**TASK ITEM**
Every line below from the one containing "detect_objects — Locates the specified grey" to the final line must be reproduced exactly, and no other line may appear in the answer.
====== PROVIDED ENTRIES
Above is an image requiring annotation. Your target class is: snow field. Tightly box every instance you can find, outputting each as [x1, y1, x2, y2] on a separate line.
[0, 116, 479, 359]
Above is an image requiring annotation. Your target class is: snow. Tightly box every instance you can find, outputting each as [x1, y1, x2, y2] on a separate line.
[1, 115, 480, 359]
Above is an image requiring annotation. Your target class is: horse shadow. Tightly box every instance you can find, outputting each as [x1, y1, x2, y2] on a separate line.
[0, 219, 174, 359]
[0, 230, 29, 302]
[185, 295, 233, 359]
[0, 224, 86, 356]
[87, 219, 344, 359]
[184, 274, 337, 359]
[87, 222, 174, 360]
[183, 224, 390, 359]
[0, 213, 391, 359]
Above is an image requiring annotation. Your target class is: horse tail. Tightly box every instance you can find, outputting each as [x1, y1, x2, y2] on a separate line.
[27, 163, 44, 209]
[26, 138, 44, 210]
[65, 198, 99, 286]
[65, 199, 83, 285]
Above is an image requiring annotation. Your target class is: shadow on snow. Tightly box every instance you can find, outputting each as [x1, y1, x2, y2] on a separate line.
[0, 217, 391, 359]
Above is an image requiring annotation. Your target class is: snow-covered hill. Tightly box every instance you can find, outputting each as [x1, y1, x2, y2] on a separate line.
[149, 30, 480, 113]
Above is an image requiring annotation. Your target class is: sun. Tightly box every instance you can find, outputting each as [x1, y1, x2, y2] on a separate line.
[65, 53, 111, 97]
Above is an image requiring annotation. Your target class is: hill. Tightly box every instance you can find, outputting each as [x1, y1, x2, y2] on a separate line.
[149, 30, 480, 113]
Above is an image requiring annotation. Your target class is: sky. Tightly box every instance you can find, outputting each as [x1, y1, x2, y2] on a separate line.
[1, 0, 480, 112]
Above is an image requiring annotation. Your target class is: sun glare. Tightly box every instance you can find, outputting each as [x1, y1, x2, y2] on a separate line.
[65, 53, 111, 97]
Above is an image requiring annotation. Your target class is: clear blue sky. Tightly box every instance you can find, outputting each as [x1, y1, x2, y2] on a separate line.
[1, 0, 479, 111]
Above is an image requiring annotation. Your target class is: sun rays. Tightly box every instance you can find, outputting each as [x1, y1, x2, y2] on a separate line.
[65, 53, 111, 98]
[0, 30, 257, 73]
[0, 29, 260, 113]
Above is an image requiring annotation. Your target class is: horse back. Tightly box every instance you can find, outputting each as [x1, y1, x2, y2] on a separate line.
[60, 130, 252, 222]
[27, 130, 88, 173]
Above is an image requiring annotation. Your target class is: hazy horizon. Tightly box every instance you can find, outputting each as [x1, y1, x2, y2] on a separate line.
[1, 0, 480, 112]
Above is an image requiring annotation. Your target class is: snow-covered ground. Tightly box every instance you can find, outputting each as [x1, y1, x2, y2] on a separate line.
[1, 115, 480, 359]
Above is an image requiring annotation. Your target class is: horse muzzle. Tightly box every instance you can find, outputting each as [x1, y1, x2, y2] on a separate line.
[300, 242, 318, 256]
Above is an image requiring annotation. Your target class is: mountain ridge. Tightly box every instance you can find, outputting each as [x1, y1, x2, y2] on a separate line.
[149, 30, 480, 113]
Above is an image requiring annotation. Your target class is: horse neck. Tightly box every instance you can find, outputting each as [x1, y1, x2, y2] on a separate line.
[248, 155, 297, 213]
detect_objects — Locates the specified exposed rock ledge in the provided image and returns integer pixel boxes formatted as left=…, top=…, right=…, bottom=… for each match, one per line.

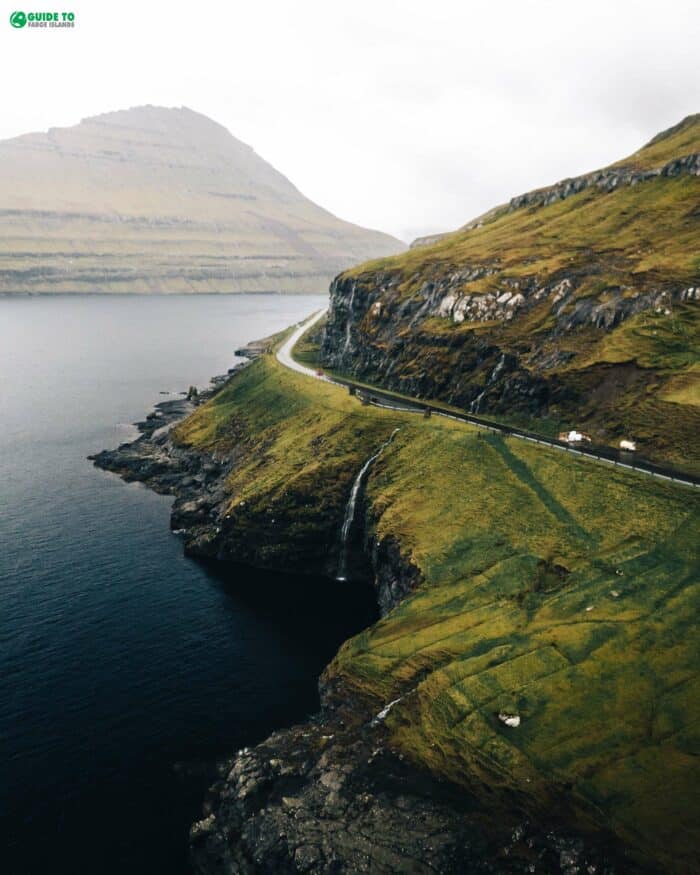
left=508, top=152, right=700, bottom=211
left=91, top=359, right=642, bottom=875
left=90, top=370, right=242, bottom=562
left=408, top=151, right=699, bottom=250
left=189, top=684, right=634, bottom=875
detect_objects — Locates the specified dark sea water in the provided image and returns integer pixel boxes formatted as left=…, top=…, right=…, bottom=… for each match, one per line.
left=0, top=294, right=377, bottom=874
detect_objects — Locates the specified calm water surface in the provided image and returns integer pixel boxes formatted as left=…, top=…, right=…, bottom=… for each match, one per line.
left=0, top=294, right=376, bottom=874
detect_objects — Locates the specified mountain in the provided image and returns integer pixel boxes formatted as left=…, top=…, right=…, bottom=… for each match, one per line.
left=85, top=114, right=700, bottom=872
left=322, top=114, right=700, bottom=469
left=0, top=106, right=403, bottom=294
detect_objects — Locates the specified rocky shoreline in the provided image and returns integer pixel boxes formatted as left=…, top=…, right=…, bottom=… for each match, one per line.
left=90, top=367, right=243, bottom=561
left=90, top=350, right=644, bottom=875
left=189, top=686, right=634, bottom=875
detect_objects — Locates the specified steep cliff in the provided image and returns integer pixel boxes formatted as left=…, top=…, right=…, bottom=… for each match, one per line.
left=94, top=335, right=699, bottom=872
left=322, top=115, right=700, bottom=469
left=0, top=106, right=403, bottom=294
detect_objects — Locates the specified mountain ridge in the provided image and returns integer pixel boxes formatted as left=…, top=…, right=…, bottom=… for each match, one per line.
left=410, top=113, right=700, bottom=249
left=0, top=105, right=403, bottom=294
left=86, top=114, right=700, bottom=872
left=321, top=114, right=700, bottom=469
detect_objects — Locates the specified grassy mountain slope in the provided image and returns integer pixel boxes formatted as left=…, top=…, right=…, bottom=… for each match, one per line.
left=321, top=115, right=700, bottom=469
left=173, top=342, right=699, bottom=871
left=0, top=106, right=403, bottom=294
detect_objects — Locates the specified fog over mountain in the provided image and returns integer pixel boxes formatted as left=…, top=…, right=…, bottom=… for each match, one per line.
left=0, top=106, right=403, bottom=294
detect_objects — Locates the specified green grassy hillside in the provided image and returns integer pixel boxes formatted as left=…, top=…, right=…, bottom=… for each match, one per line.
left=321, top=115, right=700, bottom=470
left=173, top=341, right=699, bottom=871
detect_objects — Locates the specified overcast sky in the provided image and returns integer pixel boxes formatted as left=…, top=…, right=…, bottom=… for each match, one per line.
left=1, top=0, right=698, bottom=241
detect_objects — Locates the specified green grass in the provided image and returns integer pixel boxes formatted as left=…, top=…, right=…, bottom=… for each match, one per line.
left=344, top=175, right=700, bottom=296
left=576, top=305, right=700, bottom=372
left=291, top=315, right=326, bottom=368
left=327, top=152, right=700, bottom=469
left=332, top=414, right=699, bottom=872
left=173, top=344, right=407, bottom=567
left=174, top=341, right=700, bottom=872
left=619, top=113, right=700, bottom=170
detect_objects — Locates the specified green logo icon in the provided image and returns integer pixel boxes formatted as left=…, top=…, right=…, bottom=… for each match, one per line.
left=10, top=11, right=26, bottom=27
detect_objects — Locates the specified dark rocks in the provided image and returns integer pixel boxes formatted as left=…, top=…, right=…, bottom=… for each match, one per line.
left=366, top=533, right=422, bottom=616
left=190, top=711, right=482, bottom=875
left=89, top=344, right=649, bottom=874
left=90, top=383, right=234, bottom=557
left=235, top=335, right=276, bottom=360
left=190, top=691, right=641, bottom=875
left=134, top=397, right=194, bottom=437
left=320, top=247, right=696, bottom=442
left=508, top=152, right=699, bottom=212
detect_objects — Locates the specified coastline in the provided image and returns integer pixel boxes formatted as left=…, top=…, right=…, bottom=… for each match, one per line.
left=90, top=332, right=644, bottom=875
left=0, top=290, right=326, bottom=298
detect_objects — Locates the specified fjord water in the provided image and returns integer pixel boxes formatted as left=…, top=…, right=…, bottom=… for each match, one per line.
left=0, top=294, right=375, bottom=874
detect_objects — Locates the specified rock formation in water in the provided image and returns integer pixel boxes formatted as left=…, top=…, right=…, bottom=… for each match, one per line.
left=0, top=105, right=403, bottom=294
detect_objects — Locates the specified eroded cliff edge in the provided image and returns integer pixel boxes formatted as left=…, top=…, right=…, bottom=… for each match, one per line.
left=92, top=337, right=698, bottom=874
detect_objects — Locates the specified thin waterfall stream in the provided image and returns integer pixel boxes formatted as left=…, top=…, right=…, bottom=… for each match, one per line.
left=336, top=428, right=400, bottom=581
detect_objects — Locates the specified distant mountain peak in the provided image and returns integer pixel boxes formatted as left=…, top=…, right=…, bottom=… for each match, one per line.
left=0, top=106, right=404, bottom=294
left=79, top=104, right=237, bottom=136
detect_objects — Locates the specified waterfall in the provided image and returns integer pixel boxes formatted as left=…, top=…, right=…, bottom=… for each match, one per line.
left=336, top=428, right=400, bottom=581
left=342, top=284, right=357, bottom=357
left=470, top=390, right=486, bottom=414
left=488, top=353, right=507, bottom=384
left=469, top=354, right=506, bottom=414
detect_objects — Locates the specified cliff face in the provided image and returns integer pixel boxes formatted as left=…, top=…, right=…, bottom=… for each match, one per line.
left=321, top=115, right=700, bottom=469
left=88, top=117, right=700, bottom=874
left=0, top=106, right=403, bottom=294
left=93, top=342, right=699, bottom=873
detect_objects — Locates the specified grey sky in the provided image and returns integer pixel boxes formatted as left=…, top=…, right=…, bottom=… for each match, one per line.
left=1, top=0, right=698, bottom=241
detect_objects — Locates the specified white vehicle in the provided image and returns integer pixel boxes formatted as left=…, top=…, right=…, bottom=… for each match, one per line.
left=559, top=429, right=591, bottom=444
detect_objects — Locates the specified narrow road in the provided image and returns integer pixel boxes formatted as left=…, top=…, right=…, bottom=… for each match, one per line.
left=276, top=309, right=328, bottom=377
left=277, top=311, right=699, bottom=490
============
**ANSWER BOX**
detect_objects — Locates the specified grey sky in the provided image and returns integer pixel boxes formatted as left=…, top=…, right=…, bottom=… for each match, one per line.
left=1, top=0, right=698, bottom=241
detect_objects — Locates the specified white vehicle in the provided image and returns integer pixel boxes formatted as left=…, top=…, right=…, bottom=… for each match, one per line.
left=559, top=429, right=591, bottom=444
detect_objects — Locates the specified narrow road in the provided image and returns integer pixel boxes formatted as left=…, top=…, right=…, bottom=… for each match, one per line.
left=276, top=309, right=328, bottom=377
left=277, top=311, right=699, bottom=490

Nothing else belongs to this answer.